Assigned task
Copy the part of the forum thread starting with "Then how did" and going on through "on the similarity.", word for word.

Text segment
Remix.run Logo
libraryofbabel 10 days ago

> they clearly don't have any world model whatsoever

Then how did an LLM get gold on the mathematical Olympiad, where it certainly hadn’t seen the questions before? How on earth is that possible without a decent working model of mathematics? Sure, LLMs might make weird errors sometimes (nobody is denying that), but clearly the story is rather more complicated than you suggest.

simiones 8 days ago | parent [-]

> where it certainly hadn’t seen the questions before?

What are you basing this certainty on?

And even if you're right that the specific questions had not come up, it may still be that the questions from the math olympiad were rehashes of similar questions in other texts, or happened to correspond well to a composition of some other problems that were part of the training set, such that the LLM could 'pick up' on the similarity.

It's also possible that the LLM was specifically trained on similar problems, or may even have a dedicated sub-net or tool for it. Still impressive, but possibly not in a way that generalizes even to math like one might think based on the press releases.

eru 8 days ago | parent | next [-]

> What are you basing this certainty on?

People make up new questions for each IMO.

fxtentacle 7 days ago | parent [-]

Didn’t OpenAI get caught bribing their way to pre-tournament access of the questions?

[Stored data entries]
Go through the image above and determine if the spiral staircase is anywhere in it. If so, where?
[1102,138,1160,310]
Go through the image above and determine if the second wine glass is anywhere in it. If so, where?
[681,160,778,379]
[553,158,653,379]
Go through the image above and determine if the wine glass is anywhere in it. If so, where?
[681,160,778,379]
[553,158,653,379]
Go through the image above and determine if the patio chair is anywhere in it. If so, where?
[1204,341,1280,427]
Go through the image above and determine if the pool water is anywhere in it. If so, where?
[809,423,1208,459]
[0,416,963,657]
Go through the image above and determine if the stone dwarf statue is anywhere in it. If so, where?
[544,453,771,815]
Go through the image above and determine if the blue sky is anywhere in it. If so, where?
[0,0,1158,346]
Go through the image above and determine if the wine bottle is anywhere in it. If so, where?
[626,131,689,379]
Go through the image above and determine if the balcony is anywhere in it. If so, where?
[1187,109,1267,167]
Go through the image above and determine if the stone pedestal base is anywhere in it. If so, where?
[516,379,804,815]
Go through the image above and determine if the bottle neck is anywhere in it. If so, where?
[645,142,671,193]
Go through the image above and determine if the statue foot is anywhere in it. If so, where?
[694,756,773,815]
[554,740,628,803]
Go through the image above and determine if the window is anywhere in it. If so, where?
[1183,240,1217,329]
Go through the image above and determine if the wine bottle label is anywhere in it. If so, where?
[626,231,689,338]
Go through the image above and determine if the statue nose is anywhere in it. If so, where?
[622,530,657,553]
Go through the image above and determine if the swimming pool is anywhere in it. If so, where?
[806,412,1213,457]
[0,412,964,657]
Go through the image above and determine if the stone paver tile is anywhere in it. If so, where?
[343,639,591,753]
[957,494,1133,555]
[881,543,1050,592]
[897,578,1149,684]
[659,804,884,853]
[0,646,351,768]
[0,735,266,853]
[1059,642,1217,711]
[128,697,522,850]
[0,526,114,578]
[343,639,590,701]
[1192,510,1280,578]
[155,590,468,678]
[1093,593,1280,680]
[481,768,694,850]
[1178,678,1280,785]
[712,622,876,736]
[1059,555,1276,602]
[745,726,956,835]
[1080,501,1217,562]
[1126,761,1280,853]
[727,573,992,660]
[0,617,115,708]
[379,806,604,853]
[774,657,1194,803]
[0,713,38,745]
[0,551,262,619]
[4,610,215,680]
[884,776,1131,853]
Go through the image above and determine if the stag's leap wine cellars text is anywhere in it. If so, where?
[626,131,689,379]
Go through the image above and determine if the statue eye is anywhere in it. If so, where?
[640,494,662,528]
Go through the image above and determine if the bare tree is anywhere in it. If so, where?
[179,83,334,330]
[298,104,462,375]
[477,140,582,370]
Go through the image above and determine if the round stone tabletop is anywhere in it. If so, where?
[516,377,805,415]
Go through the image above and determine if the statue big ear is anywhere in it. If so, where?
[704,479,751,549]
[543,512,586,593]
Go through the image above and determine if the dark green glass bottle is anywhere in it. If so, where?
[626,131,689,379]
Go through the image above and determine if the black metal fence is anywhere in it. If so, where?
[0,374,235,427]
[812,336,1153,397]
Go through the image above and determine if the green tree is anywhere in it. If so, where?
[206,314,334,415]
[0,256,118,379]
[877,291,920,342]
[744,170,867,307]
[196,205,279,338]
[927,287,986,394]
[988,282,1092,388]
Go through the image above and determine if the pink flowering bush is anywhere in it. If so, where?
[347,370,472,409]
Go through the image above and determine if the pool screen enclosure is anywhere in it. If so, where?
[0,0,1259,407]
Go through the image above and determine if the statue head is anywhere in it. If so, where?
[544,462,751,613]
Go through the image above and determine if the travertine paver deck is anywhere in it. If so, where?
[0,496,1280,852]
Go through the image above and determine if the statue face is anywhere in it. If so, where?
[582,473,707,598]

Exercise response
Then how did an LLM get gold on the mathematical Olympiad, where it certainly hadn’t seen the questions before? How on earth is that possible without a decent working model of mathematics? Sure, LLMs might make weird errors sometimes (nobody is denying that), but clearly the story is rather more complicated than you suggest.

simiones 8 days ago | parent [-]

> where it certainly hadn’t seen the questions before?

What are you basing this certainty on?

And even if you're right that the specific questions had not come up, it may still be that the questions from the math olympiad were rehashes of similar questions in other texts, or happened to correspond well to a composition of some other problems that were part of the training set, such that the LLM could 'pick up' on the similarity.